_Actions to take_.
- A) List every line of the records that contains the word "open".
- B) Carry on the email discussion about hydra:totalItems versus void:triples, starting after its last line.

— START OF Extract to read —

RE: totalItems vs void:triples

On 14 Okt 2014 at 21:49, Kjetil Kjernsmo wrote:
> On Tuesday 14. October 2014 17.18.57 Ruben Verborgh wrote:
>> Reasonably accurate sounds fine indeed.
> 
> Actually, I'm -1 to that :-)

Why is that?


>> But that of course depends on how "reasonably accurate" hydra:totalItems
>> is defined. As far as it is implemented now, the best possible estimate
>> is used for void:triples, and I don't see any reason to do otherwise.
>> Is that best possible estimate good enough for hydra:totalItems?
> 
> I'm thinking in terms of statistics, and I also note that we do not have
any
> way to express uncertainty.
> 
> Best possible is a very inaccurate term. :-) You could envision a system

Right


> with a sampling algorithm, and then, you set your sample size based on the
> confidence level. If you want a high confidence level, then the cost is
> higher, because you need a larger sample. And "best possible" means you
are
> quite free to choose a confidence level based on the cost you, as the
server
> owner, is prepared to pay for estimating the number of triples. The
> confidence level needs to be pretty high, but as long as it is not
specified,
> I think you'd be fine choosing something good enough, as you can say
"well,
> it is the best I found I could defend paying for".

— END OF Extract to read —
— START OF Record set —

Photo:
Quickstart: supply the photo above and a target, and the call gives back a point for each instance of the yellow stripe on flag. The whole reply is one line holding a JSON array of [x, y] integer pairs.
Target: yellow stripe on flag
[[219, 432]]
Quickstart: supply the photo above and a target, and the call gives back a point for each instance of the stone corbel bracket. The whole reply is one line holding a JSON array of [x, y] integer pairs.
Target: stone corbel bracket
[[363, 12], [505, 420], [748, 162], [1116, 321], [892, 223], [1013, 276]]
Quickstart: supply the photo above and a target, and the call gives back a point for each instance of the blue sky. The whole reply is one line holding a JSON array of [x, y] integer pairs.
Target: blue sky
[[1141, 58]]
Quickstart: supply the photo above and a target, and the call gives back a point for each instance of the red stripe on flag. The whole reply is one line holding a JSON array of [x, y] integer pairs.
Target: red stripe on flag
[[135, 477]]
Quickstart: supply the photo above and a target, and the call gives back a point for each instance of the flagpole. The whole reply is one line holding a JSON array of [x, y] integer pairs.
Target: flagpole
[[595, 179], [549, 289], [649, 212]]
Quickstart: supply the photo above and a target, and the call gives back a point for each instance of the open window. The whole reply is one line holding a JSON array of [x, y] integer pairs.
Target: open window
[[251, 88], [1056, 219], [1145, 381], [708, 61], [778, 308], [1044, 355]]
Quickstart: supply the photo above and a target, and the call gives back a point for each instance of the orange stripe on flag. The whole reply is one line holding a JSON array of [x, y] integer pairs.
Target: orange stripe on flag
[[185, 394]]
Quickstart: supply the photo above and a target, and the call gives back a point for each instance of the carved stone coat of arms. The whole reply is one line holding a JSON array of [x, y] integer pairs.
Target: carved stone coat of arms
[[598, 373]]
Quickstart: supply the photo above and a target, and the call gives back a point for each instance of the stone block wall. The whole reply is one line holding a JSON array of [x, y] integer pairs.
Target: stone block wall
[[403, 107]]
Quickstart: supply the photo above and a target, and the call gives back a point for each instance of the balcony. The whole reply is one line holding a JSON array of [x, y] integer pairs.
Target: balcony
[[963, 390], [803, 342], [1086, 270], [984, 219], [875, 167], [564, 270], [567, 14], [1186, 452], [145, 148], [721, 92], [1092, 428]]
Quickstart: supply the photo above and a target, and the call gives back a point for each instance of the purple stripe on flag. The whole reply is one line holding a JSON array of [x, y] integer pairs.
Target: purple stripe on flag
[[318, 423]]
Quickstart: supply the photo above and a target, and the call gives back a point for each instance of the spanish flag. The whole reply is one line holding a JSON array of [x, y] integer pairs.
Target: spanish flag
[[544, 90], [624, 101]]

— END OF Record set —

_Responses by task_.
- A)
Quickstart: supply the photo above and a target, and the call gives back a point for each instance of the open window. The whole reply is one line holding a JSON array of [x, y] integer pairs.
Target: open window

- B)
> 
> Exact, OTOH, means you have to count them all. Period. It may be outdated
> the next second, true, but you have to count them. IMHO. It isn't the
> changing server state that should be the distinction, it is whether you
are
> allowed to use sampling to derive the triple count.

What are the practical consequences of this? I think it boils down to the
questions of what people will use hydra:totalItems for. Do you have an
application that requires hydra:totalItems to be 100% accurate?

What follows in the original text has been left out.